Task objective.
Everything from the line containing "Objective — one point per instance of the clear" to the last line of the records must be returned verbatim; nothing else belongs in the output.

[Begin]

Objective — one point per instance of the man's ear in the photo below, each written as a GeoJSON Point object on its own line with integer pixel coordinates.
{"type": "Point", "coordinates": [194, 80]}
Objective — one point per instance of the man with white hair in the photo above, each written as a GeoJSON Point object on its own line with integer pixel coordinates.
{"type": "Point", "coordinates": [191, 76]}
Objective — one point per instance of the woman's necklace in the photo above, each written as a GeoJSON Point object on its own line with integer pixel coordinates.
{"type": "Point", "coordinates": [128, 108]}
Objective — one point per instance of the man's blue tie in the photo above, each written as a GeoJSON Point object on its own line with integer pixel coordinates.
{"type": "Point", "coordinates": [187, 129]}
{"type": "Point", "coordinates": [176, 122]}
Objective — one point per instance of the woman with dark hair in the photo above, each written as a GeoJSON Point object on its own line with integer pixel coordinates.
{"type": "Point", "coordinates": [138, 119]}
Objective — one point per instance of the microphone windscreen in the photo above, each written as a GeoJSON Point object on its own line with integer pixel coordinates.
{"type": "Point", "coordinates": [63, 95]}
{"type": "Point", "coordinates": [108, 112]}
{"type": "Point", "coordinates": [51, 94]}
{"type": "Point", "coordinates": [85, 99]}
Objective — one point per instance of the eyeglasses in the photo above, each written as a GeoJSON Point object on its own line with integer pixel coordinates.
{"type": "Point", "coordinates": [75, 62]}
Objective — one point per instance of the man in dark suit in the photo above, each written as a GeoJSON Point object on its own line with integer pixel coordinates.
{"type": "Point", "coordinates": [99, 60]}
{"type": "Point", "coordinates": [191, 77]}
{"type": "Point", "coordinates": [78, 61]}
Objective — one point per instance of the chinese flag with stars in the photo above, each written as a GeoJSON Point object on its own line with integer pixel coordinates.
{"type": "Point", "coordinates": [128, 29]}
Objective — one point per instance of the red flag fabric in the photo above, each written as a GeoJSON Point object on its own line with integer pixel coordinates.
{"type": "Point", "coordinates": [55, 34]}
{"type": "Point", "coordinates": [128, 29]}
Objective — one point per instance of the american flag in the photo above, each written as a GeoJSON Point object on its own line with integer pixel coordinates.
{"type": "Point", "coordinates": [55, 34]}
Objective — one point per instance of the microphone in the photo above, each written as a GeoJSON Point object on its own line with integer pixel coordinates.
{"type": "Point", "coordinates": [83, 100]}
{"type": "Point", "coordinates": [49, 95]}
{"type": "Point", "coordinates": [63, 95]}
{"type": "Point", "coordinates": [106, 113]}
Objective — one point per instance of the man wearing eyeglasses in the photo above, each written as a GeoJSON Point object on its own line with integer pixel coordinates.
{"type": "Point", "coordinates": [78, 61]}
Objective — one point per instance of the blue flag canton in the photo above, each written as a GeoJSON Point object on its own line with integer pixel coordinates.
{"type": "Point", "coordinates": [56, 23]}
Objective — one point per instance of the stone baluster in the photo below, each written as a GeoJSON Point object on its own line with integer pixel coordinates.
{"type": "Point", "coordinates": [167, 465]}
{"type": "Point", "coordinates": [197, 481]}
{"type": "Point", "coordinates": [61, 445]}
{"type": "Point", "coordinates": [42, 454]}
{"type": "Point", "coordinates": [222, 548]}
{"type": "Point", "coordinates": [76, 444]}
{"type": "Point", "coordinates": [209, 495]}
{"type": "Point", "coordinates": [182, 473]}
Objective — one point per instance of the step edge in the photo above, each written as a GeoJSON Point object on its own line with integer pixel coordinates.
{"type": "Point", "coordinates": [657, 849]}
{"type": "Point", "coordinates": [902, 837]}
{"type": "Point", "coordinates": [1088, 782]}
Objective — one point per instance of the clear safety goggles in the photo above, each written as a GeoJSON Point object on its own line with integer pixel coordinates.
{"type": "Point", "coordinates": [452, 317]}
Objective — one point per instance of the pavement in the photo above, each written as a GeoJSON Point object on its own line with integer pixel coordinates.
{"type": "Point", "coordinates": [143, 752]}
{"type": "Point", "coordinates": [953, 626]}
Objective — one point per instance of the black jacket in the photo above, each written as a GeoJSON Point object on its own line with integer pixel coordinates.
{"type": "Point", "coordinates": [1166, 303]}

[End]

Answer below.
Objective — one point per instance of the clear safety goggles in the photo above, each written as a GeoJSON Point object on its own line with integer pixel coordinates.
{"type": "Point", "coordinates": [452, 317]}
Objective — one point per instance of the pavement in the photo above, each written as a GeoJSON Point object on its own line with integer pixel coordinates.
{"type": "Point", "coordinates": [143, 752]}
{"type": "Point", "coordinates": [953, 626]}
Objective — one point per instance of the black jacket in the photo above, each written as a GeoJSON Point object on its own line with integer pixel coordinates.
{"type": "Point", "coordinates": [1166, 303]}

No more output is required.